*REQUIREMENT A*: According to the text on cod fishing, how long were the dories that were dropped off from the ships?
##### TEXT SEGMENT
Fishermen like to talk about their esprit de corps, and it is true that there is a warm camaraderie, a sense of being part of an elite brotherhood. Fishermen are like combat veterans who feel understood only by their comrades who have survived the same battles. But fishing is a constant struggle for economic survival. Each man works for shares of the catch. Anyone who can’t keep up, whether because of injury or age, is harassed out of the fishery. There are few fishermen over fifty. And because fishermen are technically self-employed and not salary earners, governments have been slow to recognize claims to social benefits for those who are out of work.

Lost in Fog by James Gayle Tyler, Russel W. Knight collection. (Peabody Essex Museum, Salem, Massachusetts)

One of the worst enemies of cod fishermen, especially in the days before radio, was fog. Since cod grounds are zones where warm and cold currents meet, fog is commonplace. It can be so thick that the bow of an eighty-foot vessel is obscured from midship. A lantern on the bow cannot be detected 100 feet away. Fishermen drift in a formless gray, tooting horns and blowing whistles, hoping other craft hear them and avoid collision. But the greatest danger was for the dorymen.

From the seventeenth century to the 1930s, the common way to fish for cod and other groundfish was to go out to the Banks in a ship and then drop off small dories with two-man crews. The Portuguese, who were infamous on the Grand Banks for the harshness of their working conditions, used one-man dories. Europeans would cross the ocean in large barks built for deck space and large holds; New Englanders and Nova Scotians went out in schooners that could swiftly run back to shore to land fish; but all the dories were the same: twenty-foot deckless skiffs. The dorymen would generally use oars, and occasionally sail power, but they had to provide their own sails. Often they or their wives made them by sewing together flour sacks.
##########
##### RECORDS FOR THE EXERCISE
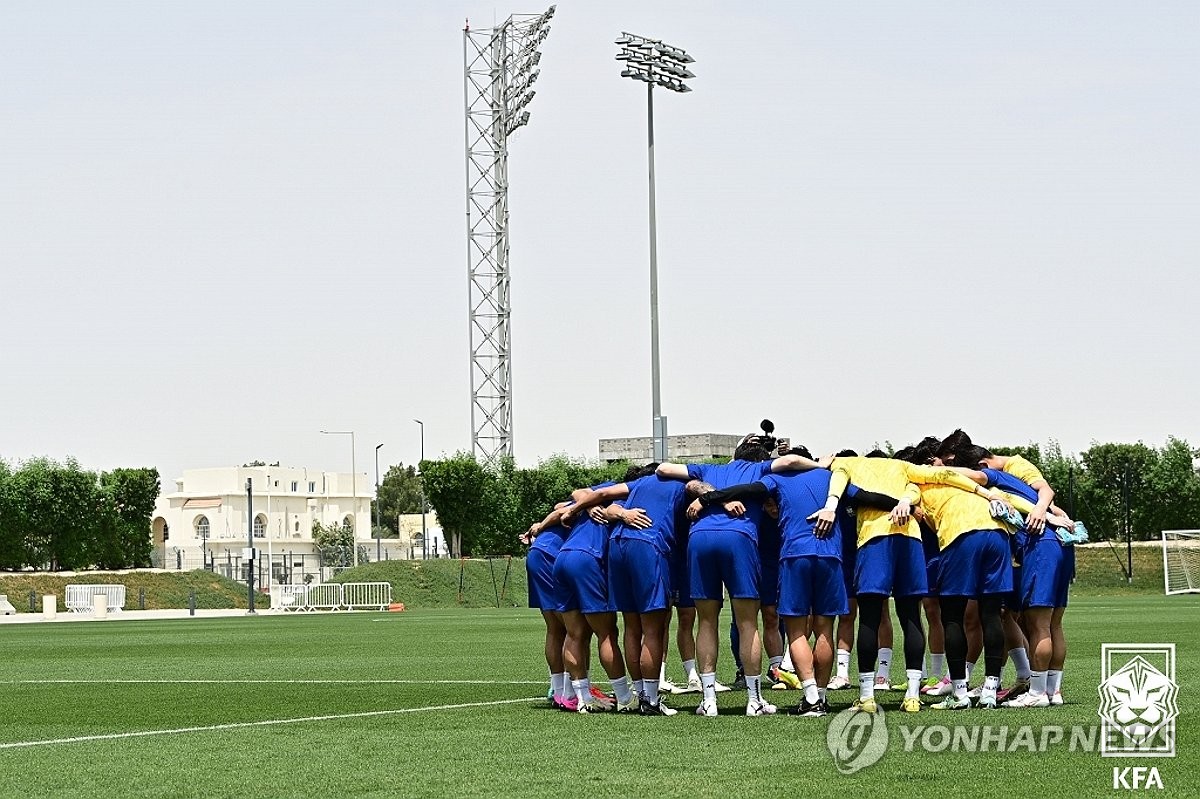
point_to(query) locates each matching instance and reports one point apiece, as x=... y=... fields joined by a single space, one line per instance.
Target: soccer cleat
x=1018 y=689
x=760 y=708
x=810 y=709
x=659 y=708
x=633 y=706
x=1029 y=701
x=784 y=677
x=940 y=686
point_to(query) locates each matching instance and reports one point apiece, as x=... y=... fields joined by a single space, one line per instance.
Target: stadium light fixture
x=654 y=62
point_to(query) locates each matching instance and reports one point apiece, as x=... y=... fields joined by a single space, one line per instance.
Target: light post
x=425 y=538
x=354 y=491
x=654 y=62
x=377 y=530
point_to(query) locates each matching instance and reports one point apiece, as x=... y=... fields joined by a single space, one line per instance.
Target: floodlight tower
x=654 y=64
x=499 y=74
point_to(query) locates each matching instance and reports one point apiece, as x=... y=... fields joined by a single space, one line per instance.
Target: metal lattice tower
x=499 y=73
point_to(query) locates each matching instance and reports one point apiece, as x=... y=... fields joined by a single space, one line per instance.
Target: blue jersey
x=588 y=535
x=661 y=499
x=550 y=540
x=801 y=494
x=723 y=476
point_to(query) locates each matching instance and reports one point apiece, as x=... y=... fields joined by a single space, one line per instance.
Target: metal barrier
x=79 y=599
x=323 y=596
x=366 y=595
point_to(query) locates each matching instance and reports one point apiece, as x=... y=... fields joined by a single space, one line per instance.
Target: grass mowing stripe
x=253 y=682
x=270 y=722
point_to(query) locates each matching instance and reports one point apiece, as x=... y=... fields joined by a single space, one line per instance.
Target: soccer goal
x=1181 y=562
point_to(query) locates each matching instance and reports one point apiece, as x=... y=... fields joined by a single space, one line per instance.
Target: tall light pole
x=499 y=70
x=425 y=538
x=654 y=64
x=354 y=491
x=377 y=530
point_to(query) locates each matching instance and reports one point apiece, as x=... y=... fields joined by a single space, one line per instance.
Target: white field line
x=241 y=725
x=255 y=682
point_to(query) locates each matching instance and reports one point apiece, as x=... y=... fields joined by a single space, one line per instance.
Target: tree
x=399 y=493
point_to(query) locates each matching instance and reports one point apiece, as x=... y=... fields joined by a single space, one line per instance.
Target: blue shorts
x=681 y=578
x=891 y=564
x=581 y=583
x=768 y=583
x=637 y=576
x=1045 y=575
x=723 y=557
x=540 y=574
x=811 y=584
x=976 y=563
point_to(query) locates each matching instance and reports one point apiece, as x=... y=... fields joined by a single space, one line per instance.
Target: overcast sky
x=227 y=226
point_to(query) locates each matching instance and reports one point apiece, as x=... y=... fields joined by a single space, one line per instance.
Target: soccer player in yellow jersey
x=889 y=560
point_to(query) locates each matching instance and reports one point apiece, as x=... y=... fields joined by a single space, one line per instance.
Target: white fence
x=81 y=598
x=331 y=596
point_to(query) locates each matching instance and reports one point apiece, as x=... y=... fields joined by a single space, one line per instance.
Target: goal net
x=1181 y=562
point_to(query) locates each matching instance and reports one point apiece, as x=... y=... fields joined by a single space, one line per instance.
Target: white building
x=204 y=521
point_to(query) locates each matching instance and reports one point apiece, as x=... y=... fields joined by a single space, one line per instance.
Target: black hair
x=753 y=450
x=636 y=472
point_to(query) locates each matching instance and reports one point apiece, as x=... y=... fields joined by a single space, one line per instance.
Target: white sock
x=708 y=680
x=867 y=685
x=913 y=688
x=885 y=664
x=844 y=664
x=754 y=690
x=1020 y=661
x=1037 y=683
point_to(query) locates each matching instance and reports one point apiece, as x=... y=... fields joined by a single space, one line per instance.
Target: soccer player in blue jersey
x=724 y=553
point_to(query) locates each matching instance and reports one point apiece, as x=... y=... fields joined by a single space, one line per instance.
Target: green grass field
x=435 y=703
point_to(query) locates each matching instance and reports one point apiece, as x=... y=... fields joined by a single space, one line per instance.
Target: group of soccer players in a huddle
x=946 y=527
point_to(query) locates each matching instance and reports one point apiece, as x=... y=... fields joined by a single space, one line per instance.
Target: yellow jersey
x=895 y=479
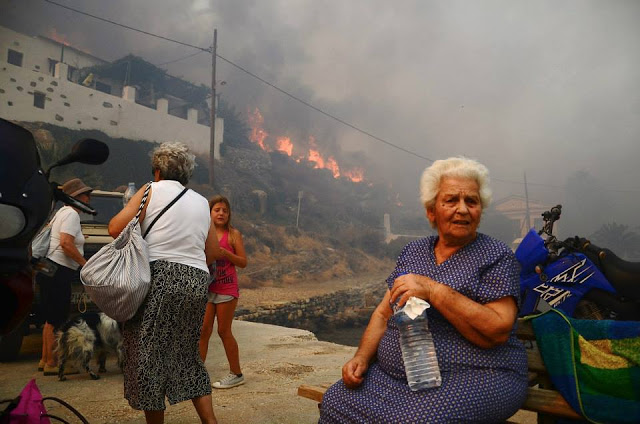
##########
*REQUIREMENT B*: How many lines of the records contain the word "tower"? Reply with the number alone.

*TASK ANSWER A*: Twenty feet.

*TASK ANSWER B*: 2